(Data items)
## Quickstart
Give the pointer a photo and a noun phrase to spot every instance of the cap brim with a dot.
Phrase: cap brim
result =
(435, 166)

- Problem requirements -
Echo every line of the items above without changing anything.

- Task solution -
## Quickstart
Give the pointer a photo and a noun phrase to spot every instance of the cap brim with a dot.
Phrase: cap brim
result =
(435, 166)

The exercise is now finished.